> What is being asked
Reproduce every line of the material below verbatim, from the first line to the last.

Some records
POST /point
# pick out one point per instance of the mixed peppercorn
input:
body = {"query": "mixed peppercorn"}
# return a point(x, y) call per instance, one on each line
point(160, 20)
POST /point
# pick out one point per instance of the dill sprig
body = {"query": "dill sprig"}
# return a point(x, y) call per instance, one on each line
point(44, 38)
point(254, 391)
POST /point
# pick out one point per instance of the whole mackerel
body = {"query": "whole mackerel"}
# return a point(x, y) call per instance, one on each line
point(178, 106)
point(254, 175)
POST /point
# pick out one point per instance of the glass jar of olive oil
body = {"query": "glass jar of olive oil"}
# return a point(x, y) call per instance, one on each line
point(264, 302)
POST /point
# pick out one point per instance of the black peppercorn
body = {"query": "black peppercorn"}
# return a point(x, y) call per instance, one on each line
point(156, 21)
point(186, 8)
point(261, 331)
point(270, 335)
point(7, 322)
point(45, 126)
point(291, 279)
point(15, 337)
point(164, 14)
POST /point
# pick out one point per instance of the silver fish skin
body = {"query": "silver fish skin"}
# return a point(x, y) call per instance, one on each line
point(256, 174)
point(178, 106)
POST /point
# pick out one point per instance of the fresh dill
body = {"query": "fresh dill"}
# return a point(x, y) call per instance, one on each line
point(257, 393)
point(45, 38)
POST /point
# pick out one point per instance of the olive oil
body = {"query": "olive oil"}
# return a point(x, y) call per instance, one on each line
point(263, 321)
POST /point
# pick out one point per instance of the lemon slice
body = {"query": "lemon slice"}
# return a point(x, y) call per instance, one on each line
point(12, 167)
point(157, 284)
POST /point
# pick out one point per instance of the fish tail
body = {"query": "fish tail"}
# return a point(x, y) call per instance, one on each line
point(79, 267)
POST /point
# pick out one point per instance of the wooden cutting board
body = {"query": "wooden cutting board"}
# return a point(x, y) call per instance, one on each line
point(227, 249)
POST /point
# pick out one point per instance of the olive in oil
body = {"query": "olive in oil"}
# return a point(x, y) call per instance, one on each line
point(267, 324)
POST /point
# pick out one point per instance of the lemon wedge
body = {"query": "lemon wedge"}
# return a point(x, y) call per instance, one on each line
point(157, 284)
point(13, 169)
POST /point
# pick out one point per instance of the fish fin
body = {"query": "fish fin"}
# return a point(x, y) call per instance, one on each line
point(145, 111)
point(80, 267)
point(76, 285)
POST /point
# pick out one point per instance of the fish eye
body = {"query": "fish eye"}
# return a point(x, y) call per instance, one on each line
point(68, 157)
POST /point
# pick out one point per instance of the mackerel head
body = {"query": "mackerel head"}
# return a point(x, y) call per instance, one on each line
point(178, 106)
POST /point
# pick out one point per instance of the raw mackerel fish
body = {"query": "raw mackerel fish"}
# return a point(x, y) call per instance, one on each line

> Correct response
POST /point
# pick out one point per instance of the mixed peppercorn
input:
body = {"query": "mixed peppercorn"}
# return a point(x, y) call per instance, one on each line
point(160, 20)
POST /point
# pick out one point per instance of the dill sprig
body = {"query": "dill sprig"}
# return a point(x, y) call per instance, one on each line
point(44, 38)
point(254, 391)
POST /point
# pick out one point per instance of the whole mackerel
body = {"query": "whole mackerel"}
# return a point(x, y) call per instance, one on each line
point(178, 106)
point(254, 175)
POST /point
# pick out one point per instance of the glass jar of olive oil
body = {"query": "glass jar of olive oil"}
# return a point(x, y) call per instance, one on each line
point(264, 302)
POST /point
# pick out one point per instance of the black peppercorn
body = {"query": "black peppercorn"}
# return a point(x, y) call per instance, one on each line
point(156, 21)
point(186, 8)
point(261, 331)
point(270, 335)
point(7, 322)
point(45, 126)
point(291, 279)
point(15, 337)
point(164, 14)
POST /point
# pick out one point per instance of the silver fish skin
body = {"query": "silver fish skin"}
# return a point(x, y) call per instance, one on each line
point(256, 174)
point(178, 106)
POST /point
# pick out one point per instance of the fresh dill
body = {"query": "fresh dill"}
# return a point(x, y) call per instance, one on each line
point(257, 393)
point(45, 38)
POST /point
# pick out one point per instance of the olive oil
body = {"query": "olive oil"}
# return a point(x, y) call per instance, one on each line
point(263, 321)
POST /point
# pick out one point per instance of the lemon slice
body = {"query": "lemon slice"}
# return a point(x, y) call per instance, one on each line
point(12, 167)
point(157, 284)
POST /point
# pick out one point per instance of the fish tail
body = {"query": "fish tail"}
# return a point(x, y) call per instance, one on each line
point(79, 267)
POST /point
# pick out one point per instance of the wooden cutting board
body = {"query": "wooden cutting board"}
# return a point(x, y) call per instance, one on each line
point(227, 249)
POST /point
# pick out one point per instance of the olive in oil
body = {"query": "olive in oil"}
# return a point(x, y) call per instance, one on each line
point(267, 324)
POST /point
# pick out one point per instance of the lemon wedge
body = {"query": "lemon wedge"}
# return a point(x, y) call per instance, one on each line
point(157, 284)
point(13, 169)
POST /point
# pick out one point per instance of the fish fin
body = {"query": "fish fin"}
# return a point(x, y) call per instance, one on each line
point(145, 111)
point(80, 267)
point(76, 285)
POST /point
# pick out one point per instance of the fish eye
body = {"query": "fish eye"}
# return a point(x, y) call per instance, one on each line
point(68, 157)
POST /point
# pick out one point per instance of the mackerel head
body = {"query": "mackerel head"}
# return a point(x, y) call per instance, one on each line
point(178, 106)
POST /point
# pick out one point per instance of the raw mackerel fish
body = {"query": "raw mackerel fish"}
# return a point(x, y) call per instance, one on each line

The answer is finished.